_TASK DESCRIPTION_.
Treat the line containing "Target: yellow jersey" as the first line and the final line of the material below as the last; reproduce that range exactly.

_INPUT DATA_.
####################
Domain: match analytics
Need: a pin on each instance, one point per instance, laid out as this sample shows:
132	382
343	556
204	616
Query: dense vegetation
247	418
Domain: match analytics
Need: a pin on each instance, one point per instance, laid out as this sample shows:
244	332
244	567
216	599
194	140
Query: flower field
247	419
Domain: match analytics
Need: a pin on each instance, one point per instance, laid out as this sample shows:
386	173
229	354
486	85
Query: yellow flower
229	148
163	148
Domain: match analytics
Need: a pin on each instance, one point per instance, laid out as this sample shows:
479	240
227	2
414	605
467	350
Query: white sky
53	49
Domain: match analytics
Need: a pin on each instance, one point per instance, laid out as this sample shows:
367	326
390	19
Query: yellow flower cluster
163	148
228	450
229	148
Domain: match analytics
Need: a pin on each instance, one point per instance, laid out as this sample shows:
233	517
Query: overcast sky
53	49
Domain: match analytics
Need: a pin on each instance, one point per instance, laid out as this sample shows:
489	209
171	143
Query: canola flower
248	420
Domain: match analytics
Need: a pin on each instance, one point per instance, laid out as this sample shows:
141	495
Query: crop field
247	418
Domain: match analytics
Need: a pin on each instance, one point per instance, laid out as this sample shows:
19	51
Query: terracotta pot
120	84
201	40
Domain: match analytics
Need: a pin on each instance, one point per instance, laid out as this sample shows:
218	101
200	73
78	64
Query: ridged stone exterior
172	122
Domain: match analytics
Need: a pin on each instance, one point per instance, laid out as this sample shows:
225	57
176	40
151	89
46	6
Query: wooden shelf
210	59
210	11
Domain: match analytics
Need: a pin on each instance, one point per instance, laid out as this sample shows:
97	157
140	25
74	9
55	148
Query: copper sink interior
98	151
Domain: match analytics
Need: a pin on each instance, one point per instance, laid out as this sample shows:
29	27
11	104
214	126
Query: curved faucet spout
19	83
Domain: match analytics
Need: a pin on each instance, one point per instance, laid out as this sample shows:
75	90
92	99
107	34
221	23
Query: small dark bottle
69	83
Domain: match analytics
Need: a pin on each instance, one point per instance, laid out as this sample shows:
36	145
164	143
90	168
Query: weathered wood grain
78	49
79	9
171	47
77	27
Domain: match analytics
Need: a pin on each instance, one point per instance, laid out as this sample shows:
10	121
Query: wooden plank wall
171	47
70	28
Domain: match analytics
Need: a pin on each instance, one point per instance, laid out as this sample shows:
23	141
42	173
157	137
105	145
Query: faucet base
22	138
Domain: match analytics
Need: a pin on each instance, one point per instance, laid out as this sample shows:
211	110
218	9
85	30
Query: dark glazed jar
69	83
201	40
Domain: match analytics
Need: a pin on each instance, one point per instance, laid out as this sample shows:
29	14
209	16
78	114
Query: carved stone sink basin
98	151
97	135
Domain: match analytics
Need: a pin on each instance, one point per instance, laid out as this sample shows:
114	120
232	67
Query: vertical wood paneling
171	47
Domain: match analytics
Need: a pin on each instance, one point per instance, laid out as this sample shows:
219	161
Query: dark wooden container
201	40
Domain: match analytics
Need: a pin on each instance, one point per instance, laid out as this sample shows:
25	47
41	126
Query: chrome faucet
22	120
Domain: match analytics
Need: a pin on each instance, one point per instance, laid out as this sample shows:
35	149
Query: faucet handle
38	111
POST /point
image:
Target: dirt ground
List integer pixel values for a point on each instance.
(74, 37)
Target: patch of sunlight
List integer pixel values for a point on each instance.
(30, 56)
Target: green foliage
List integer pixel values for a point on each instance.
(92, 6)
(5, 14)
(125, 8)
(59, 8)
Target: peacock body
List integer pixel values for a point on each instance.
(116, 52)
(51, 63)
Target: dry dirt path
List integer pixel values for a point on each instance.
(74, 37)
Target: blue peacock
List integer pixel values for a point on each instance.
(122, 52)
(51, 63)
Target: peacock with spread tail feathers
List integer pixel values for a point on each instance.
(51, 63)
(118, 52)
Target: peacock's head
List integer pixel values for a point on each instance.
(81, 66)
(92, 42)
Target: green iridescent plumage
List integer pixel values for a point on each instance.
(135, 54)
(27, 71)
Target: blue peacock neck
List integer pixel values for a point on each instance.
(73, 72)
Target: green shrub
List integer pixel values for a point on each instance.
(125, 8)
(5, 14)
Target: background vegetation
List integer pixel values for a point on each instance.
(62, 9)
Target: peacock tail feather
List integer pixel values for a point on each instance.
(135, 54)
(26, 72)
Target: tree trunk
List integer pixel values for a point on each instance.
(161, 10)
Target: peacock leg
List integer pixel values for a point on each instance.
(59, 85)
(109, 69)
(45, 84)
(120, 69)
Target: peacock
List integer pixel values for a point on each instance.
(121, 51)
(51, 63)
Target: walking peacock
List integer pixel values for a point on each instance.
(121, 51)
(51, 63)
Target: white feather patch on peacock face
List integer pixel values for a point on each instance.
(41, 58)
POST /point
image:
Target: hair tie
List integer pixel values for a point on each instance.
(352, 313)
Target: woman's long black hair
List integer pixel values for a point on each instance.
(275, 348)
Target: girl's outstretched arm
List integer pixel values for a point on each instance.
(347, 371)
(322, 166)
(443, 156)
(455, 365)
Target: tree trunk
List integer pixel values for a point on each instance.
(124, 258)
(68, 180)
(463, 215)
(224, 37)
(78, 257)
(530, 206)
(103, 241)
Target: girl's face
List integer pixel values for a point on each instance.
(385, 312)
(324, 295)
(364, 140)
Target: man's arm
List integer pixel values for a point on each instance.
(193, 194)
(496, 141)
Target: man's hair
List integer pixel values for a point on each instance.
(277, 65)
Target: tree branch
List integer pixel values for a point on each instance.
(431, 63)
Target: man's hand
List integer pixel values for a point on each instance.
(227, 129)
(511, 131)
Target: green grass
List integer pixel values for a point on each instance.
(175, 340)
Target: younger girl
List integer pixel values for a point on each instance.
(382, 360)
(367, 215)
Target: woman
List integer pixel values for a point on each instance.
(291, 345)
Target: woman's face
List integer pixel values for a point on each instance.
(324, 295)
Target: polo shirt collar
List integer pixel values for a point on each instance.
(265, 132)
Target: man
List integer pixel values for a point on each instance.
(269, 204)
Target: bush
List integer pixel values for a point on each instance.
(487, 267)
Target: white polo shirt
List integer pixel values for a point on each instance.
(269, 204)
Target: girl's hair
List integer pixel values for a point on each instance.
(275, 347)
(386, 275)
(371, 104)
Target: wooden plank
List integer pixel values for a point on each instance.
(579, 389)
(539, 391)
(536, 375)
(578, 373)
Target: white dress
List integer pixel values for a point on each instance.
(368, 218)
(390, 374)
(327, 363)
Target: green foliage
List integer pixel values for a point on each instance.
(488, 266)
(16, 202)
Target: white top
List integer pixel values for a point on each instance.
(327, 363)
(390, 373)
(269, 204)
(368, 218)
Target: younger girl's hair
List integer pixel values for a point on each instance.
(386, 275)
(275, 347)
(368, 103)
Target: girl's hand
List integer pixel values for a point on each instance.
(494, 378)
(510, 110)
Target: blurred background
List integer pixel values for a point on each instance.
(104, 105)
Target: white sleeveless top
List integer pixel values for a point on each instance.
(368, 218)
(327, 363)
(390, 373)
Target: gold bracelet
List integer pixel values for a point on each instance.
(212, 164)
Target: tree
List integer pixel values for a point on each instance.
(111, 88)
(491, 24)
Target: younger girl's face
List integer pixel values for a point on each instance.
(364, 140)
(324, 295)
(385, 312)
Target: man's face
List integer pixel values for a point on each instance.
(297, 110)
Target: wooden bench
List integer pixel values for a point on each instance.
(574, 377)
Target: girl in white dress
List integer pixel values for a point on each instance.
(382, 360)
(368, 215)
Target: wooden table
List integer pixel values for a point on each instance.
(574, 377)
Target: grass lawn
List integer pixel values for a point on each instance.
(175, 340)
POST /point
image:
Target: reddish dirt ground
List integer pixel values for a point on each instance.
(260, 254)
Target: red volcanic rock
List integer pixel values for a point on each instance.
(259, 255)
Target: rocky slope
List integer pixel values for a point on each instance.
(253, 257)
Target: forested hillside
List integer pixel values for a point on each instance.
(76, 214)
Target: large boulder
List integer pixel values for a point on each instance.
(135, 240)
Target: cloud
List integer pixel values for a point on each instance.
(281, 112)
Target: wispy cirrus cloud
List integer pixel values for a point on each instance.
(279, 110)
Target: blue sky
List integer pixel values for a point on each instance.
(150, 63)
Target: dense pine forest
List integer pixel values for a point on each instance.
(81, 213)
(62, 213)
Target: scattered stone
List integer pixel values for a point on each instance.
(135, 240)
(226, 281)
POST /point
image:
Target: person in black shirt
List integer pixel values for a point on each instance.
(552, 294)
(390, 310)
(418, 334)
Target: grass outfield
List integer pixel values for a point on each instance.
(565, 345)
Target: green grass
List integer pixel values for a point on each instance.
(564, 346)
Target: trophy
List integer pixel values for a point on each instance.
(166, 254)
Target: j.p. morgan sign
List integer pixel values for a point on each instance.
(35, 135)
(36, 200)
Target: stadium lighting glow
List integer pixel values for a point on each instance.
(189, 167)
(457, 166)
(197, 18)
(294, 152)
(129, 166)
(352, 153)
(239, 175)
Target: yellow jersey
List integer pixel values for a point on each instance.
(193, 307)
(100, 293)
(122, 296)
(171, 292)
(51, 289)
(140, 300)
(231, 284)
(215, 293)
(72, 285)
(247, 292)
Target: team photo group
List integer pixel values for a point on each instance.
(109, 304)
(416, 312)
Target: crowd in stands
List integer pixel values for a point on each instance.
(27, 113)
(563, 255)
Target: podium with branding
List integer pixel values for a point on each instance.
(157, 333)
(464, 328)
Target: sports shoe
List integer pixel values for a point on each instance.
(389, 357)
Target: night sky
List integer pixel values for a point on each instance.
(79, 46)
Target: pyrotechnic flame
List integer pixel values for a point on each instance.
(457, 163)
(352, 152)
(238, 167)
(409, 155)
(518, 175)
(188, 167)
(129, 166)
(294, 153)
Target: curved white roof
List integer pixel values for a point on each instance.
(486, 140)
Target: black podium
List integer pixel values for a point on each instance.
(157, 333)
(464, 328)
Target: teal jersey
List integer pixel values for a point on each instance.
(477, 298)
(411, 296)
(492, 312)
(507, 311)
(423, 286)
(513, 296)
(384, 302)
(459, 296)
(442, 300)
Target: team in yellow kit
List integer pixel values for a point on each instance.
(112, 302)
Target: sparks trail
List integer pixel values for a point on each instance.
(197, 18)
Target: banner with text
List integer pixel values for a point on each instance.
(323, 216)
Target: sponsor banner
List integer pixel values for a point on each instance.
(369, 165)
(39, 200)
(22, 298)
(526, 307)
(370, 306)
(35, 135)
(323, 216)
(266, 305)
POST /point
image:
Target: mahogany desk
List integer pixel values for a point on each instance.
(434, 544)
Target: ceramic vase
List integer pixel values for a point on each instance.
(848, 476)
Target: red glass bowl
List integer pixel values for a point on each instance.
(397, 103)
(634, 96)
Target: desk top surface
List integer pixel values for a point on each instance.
####################
_RIGHT ANSWER_.
Target: yellow jersey
List integer pixel values for a point on each instance.
(193, 307)
(100, 293)
(122, 296)
(171, 292)
(51, 289)
(140, 300)
(231, 284)
(215, 293)
(72, 285)
(247, 292)
Target: team photo group
List integer pixel values for a point on each instance.
(109, 304)
(416, 312)
Target: crowd in stands
List integer pixel values for a point on each instance.
(27, 113)
(563, 255)
Target: podium with branding
List integer pixel values for a point on each instance.
(157, 333)
(464, 328)
Target: sports shoe
List integer pixel values for a point on each instance.
(389, 357)
Target: night sky
List integer pixel values for a point on each instance.
(79, 46)
Target: pyrotechnic flame
List integer pixel values for a point on each instance.
(457, 163)
(352, 152)
(238, 167)
(409, 155)
(518, 175)
(188, 167)
(129, 166)
(294, 153)
Target: curved white roof
List integer pixel values for a point on each instance.
(486, 140)
Target: black podium
List integer pixel values for a point on each instance.
(157, 333)
(464, 328)
Target: teal jersey
List integer pixel values for a point on each instance.
(477, 298)
(411, 296)
(492, 312)
(507, 311)
(423, 286)
(513, 296)
(384, 302)
(459, 296)
(442, 300)
Target: team in yellow kit
List integer pixel values for a point on each instance.
(112, 302)
Target: sparks trail
List integer pixel values for a point on each instance.
(197, 18)
Target: banner with text
List integer pixel values for a point on each instance.
(323, 216)
Target: sponsor banner
List integer pixel values for a point on each instance.
(369, 165)
(39, 200)
(22, 298)
(526, 307)
(370, 306)
(35, 135)
(323, 216)
(266, 305)
POST /point
image:
Target: mahogany desk
List integer pixel values for a point on each instance.
(434, 544)
Target: ceramic vase
List integer pixel values for a point on each instance.
(848, 476)
Target: red glass bowl
List integer pixel values for a point on each instance.
(397, 103)
(634, 96)
Target: desk top surface
List integer pixel values for a point on each instance.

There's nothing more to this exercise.